__Your objective__.
Copy out exactly every line from the line containing "Find the yellow roadside" until the records below end, inclusive of both boundary lines.

__Input rows__.

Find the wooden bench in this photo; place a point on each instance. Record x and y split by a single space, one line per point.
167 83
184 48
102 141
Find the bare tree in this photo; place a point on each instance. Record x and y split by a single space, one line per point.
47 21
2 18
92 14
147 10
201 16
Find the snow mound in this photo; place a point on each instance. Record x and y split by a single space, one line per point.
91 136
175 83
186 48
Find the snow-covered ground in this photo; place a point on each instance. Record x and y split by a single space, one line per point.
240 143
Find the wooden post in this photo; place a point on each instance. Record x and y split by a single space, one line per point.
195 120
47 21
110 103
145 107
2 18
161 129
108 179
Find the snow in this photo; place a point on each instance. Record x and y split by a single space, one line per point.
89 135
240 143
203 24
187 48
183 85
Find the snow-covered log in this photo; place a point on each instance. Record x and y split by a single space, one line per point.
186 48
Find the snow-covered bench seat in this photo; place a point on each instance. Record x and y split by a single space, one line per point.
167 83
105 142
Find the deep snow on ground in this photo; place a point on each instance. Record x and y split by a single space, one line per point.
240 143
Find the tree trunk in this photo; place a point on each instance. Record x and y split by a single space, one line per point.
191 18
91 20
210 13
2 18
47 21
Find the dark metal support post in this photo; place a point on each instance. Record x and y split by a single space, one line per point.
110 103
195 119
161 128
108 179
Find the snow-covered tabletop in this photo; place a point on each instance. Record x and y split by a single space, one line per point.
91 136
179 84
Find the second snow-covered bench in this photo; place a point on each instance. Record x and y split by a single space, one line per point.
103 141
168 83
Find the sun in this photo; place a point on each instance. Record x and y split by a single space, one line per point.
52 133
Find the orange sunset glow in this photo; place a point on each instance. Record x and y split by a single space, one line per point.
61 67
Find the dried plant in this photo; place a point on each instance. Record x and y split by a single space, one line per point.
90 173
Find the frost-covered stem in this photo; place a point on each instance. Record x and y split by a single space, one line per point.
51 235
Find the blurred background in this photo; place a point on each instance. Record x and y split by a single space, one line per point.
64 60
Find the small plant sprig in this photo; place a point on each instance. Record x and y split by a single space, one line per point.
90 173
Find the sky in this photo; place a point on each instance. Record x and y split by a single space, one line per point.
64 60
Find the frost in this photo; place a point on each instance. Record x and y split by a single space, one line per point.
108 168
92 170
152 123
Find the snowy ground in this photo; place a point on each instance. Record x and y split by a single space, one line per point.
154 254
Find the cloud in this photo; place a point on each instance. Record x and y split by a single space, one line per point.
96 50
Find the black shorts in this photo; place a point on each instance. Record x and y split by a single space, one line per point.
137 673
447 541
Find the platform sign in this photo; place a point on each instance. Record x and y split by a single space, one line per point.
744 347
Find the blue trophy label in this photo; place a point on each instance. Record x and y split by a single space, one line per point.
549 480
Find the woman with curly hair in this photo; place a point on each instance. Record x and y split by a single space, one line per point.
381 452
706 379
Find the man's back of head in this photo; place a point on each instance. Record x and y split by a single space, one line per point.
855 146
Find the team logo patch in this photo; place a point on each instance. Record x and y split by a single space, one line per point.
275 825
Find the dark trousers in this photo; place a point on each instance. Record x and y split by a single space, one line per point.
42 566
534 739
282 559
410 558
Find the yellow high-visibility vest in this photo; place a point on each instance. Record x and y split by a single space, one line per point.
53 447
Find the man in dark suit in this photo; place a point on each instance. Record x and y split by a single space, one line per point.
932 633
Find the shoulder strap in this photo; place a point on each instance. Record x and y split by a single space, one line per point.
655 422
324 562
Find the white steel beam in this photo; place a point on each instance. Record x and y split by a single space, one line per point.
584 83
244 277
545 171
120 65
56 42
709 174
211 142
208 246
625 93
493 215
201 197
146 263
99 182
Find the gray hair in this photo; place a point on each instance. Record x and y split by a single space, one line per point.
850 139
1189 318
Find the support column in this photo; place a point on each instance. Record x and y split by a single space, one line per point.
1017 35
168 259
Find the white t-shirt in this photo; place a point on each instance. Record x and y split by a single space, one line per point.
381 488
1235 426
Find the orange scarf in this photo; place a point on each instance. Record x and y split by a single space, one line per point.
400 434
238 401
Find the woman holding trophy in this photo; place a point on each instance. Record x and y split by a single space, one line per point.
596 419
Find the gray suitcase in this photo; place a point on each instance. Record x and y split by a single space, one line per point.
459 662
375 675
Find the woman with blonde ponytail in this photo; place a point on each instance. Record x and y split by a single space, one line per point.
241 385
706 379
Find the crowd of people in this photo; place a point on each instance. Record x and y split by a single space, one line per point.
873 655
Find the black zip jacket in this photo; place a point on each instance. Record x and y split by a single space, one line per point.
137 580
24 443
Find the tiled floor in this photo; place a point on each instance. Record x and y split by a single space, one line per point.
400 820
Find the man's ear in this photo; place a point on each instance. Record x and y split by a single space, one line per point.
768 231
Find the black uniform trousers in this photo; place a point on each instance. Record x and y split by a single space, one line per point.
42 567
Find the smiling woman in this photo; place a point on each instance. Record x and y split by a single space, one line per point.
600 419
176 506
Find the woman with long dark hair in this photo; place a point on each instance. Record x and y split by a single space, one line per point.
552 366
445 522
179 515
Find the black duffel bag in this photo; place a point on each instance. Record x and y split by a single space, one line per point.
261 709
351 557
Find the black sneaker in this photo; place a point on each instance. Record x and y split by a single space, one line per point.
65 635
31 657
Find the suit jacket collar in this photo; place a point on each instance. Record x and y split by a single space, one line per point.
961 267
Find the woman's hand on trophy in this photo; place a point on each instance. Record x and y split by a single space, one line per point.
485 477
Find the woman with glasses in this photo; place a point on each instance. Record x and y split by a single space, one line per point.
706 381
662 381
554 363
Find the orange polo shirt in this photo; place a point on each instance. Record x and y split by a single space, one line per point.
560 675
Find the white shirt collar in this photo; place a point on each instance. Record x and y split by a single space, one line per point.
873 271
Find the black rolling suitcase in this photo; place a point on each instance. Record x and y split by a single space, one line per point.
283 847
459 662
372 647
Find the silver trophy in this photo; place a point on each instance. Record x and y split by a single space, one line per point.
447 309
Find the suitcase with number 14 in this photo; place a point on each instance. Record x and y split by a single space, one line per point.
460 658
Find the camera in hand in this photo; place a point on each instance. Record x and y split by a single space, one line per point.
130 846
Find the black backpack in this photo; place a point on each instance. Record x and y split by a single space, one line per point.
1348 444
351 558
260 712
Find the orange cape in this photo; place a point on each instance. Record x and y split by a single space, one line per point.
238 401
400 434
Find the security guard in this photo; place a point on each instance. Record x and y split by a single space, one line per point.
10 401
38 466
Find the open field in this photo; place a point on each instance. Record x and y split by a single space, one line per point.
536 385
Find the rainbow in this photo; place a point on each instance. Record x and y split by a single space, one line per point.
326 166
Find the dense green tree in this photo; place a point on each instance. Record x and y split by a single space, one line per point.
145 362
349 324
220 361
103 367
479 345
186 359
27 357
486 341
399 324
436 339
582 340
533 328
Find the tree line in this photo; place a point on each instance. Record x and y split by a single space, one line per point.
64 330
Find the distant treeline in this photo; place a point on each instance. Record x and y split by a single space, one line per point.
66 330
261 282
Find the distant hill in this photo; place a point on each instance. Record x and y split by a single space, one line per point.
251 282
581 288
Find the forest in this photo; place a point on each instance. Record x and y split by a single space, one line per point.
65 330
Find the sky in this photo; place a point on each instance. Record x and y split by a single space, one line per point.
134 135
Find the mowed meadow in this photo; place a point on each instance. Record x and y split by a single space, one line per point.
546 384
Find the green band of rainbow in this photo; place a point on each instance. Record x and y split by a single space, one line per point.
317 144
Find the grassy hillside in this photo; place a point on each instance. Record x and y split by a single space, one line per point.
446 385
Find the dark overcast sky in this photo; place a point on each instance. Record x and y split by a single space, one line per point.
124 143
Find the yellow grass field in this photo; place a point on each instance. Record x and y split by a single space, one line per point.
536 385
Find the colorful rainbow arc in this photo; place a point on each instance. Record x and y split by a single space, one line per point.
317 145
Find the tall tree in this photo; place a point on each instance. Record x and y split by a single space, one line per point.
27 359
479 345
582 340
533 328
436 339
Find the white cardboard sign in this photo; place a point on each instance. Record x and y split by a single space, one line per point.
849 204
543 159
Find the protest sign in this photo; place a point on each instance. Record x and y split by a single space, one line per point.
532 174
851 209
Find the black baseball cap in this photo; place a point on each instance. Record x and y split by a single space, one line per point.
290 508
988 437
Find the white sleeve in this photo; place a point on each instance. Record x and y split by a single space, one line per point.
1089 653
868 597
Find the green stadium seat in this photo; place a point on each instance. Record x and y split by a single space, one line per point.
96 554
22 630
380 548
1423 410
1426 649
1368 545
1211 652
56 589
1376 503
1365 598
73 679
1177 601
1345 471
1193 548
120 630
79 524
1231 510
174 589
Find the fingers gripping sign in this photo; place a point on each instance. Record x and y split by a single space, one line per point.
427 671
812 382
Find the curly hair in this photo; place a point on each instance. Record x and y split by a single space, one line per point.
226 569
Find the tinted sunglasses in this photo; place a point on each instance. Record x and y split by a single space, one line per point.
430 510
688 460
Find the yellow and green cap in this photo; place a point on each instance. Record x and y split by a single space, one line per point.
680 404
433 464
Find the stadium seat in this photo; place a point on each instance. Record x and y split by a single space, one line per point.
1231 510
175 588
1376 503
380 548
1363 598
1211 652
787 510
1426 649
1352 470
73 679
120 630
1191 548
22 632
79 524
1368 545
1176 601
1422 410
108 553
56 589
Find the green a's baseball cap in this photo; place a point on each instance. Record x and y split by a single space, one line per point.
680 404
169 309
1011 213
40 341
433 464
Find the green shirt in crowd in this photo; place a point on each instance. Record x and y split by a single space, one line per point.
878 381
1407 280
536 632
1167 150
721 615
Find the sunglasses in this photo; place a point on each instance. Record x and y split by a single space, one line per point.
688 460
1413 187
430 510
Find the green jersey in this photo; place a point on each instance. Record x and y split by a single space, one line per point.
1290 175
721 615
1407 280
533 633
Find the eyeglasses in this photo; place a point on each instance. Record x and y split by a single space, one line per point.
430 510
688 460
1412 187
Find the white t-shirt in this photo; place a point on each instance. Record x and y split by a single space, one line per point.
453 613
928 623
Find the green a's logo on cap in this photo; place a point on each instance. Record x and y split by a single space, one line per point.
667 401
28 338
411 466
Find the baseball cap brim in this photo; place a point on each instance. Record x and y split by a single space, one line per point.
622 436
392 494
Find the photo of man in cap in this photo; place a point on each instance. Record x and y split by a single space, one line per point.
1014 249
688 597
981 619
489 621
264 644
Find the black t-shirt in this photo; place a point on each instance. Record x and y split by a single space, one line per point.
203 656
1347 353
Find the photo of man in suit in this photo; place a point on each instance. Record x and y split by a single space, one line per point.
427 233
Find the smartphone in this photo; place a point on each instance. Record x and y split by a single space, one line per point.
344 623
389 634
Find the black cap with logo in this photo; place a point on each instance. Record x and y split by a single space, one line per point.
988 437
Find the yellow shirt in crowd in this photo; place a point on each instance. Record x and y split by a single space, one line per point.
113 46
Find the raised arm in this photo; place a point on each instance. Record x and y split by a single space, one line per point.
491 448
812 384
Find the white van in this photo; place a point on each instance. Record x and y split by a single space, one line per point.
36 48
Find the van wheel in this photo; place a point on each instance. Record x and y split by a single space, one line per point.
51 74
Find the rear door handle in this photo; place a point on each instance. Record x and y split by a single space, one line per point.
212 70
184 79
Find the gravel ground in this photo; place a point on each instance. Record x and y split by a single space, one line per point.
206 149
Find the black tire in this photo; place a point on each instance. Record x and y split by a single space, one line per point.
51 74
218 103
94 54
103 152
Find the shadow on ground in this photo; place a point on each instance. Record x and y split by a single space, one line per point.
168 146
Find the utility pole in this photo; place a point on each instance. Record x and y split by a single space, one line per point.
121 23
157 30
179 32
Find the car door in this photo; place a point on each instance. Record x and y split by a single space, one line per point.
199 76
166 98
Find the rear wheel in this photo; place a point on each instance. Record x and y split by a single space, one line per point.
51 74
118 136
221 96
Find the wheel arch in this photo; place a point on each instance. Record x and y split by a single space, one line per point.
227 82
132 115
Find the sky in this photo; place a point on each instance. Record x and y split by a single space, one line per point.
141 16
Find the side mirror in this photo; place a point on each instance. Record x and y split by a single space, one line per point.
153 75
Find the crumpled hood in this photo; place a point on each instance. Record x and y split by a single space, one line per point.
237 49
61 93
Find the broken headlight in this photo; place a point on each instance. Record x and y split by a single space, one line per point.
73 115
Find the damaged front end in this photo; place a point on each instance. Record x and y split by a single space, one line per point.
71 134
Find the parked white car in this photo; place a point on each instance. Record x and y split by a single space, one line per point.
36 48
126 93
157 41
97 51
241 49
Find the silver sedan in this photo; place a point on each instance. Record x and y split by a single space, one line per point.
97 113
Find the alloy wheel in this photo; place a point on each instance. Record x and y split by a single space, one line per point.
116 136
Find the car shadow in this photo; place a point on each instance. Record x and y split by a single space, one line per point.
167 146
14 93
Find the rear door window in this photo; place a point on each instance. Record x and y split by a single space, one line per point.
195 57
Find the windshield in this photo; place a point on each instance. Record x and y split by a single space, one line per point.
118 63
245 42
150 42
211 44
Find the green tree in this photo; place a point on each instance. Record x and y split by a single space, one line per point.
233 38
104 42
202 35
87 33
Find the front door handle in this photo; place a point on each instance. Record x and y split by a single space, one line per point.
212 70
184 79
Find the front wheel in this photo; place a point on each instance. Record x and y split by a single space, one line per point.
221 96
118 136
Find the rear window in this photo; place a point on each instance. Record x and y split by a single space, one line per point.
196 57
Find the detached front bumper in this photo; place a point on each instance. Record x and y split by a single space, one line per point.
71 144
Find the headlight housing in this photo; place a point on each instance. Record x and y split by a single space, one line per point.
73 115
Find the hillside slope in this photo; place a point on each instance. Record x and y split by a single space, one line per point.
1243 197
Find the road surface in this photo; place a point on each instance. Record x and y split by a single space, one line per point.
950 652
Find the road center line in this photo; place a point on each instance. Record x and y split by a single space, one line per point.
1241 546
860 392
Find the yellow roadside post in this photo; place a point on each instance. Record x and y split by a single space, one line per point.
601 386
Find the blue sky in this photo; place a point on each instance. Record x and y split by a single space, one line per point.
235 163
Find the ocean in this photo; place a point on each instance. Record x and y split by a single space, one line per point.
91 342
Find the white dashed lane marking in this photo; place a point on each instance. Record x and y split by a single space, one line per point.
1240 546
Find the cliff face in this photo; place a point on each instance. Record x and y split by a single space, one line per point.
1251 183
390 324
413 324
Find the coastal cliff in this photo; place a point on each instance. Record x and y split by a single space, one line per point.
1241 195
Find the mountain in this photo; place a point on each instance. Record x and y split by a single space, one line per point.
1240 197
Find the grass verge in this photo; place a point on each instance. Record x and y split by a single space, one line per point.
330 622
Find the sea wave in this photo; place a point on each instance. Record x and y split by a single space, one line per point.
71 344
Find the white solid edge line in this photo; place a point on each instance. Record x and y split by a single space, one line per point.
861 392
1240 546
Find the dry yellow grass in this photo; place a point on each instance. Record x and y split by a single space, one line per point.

__Output__.
Find the yellow roadside post in this photo; place a point on each instance. Record x and y split by a single space, one line per point.
601 386
Find the blue sky in this photo; place a point on each instance. Record x and y split by a single space, one line per point.
235 163
Find the ocean in this photo; place a point on each instance. Record x and y split by a single space, one line per point.
91 342
Find the white dashed lane marking in this photo; place a point on each instance. Record x and y split by a single space, one line per point.
1240 546
Find the cliff face in this photo; place a point on each instance. Record x and y split by a single space, one line per point.
1251 183
390 324
413 324
Find the coastal cliff in this photo; place a point on each instance. Record x and y split by a single space, one line per point.
1241 195
Find the mountain in this photo; place a point on each instance. Record x and y split by a single space, one line per point.
1240 197
Find the grass verge in this photo; place a point on each instance. Record x and y split by a single space, one line per point.
330 622
Find the sea wave in this photo; place a point on each instance. Record x and y split by a single space, one line per point.
71 344
Find the white solid edge line in this photo; place a point on each instance. Record x and y split by a single space, one line per point.
861 392
1240 546
Find the dry yellow grass in this photo; place a point on each instance. Record x and y split by a single space, one line per point.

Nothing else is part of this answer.